Spaceships: Stealth and the Peltier Effect

So on one side you have subzero space, and on other other, a great deal of waste heat that you want to get rid off.

So you turn part of the hull into a thermoelectric generator, and pass the heat continuously over those sections, which might bleed off the heat, power enough ship systems and a small put put motor to push the ship along.
 
Condottiere said:
Spaceships: Stealth and the Peltier Effect

So on one side you have subzero space, and on other other, a great deal of waste heat that you want to get rid off.

So you turn part of the hull into a thermoelectric generator, and pass the heat continuously over those sections, which might bleed off the heat, power enough ship systems and a small put put motor to push the ship along.

There is one example of that i can think of..The SR1/SR2 Normandy from Mass Effect explained dthat it's ull was coooled, and excess heat was stored in internal storage sinks...it doesnt explain how..but thermoelectric coolers seem a likely method.

| GIVEN DATA |
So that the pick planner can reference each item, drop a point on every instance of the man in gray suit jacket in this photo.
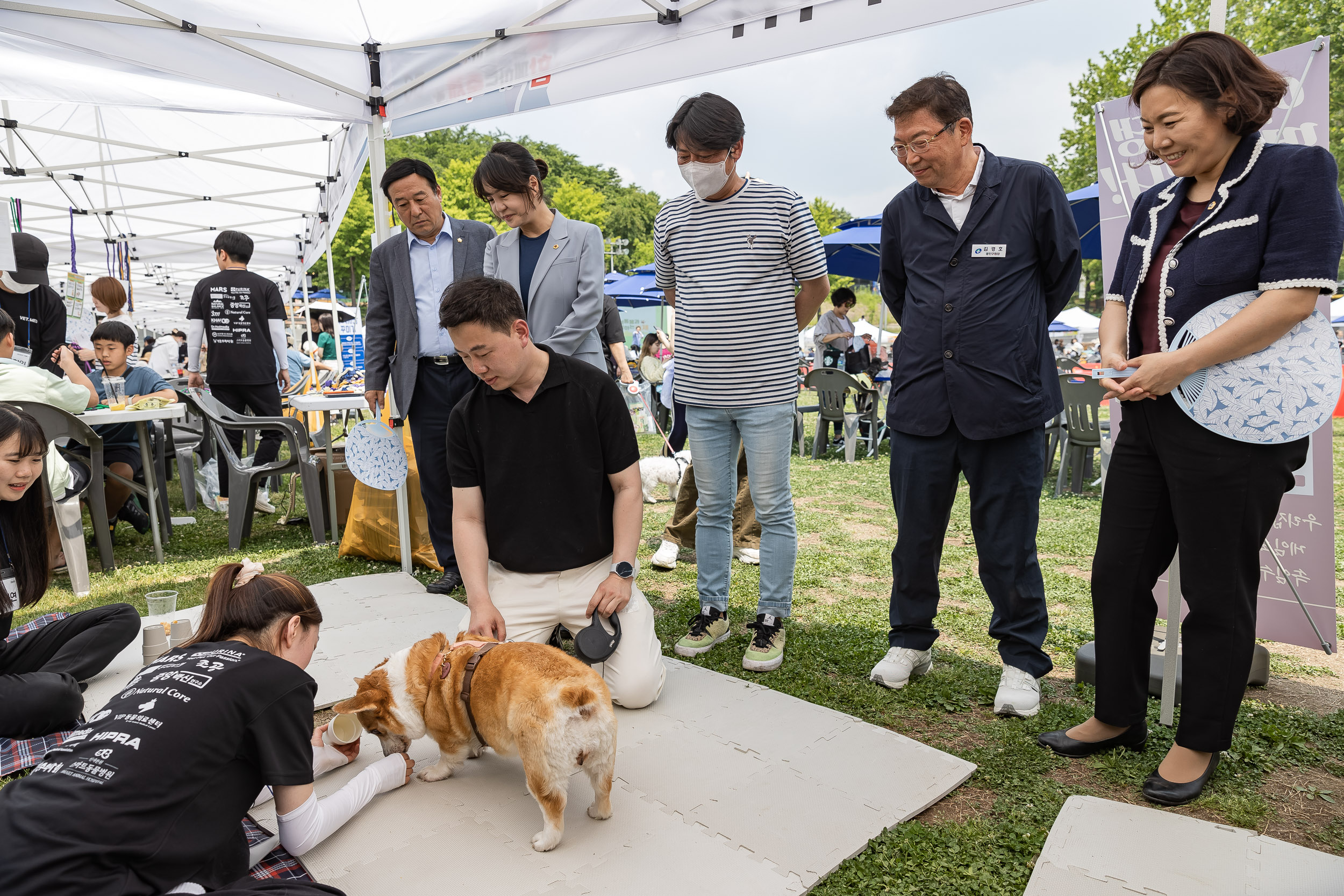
(404, 342)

| REQUIREMENTS |
[A] In the post on spaceship stealth and the Peltier effect, what is part of the hull turned into?
[B] Translate this sentence from the post on spaceship stealth and the Peltier effect into Spanish: "So you turn part of the hull into a thermoelectric generator, and pass the heat continuously over those sections, which might bleed off the heat, power enough ship systems and a small put put motor to push the ship along."
[C] Summarize the post on spaceship stealth and the Peltier effect in two sentences.

| ANSWERS TO THE PROBLEMS |
[A] A thermoelectric generator.

[B] Así que conviertes parte del casco en un generador termoeléctrico y haces pasar el calor de forma continua por esas secciones, que podrían disipar el calor y alimentar suficientes sistemas de la nave y un pequeño motor de put put para impulsarla.

[C] With subzero space on one side and a great deal of waste heat on the other, part of a ship's hull could be made into a thermoelectric generator that bleeds off the heat while powering ship systems and a small motor. A reply points to the Normandy from Mass Effect, whose hull was cooled and whose excess heat was stored in internal sinks, and suggests thermoelectric coolers as a likely method.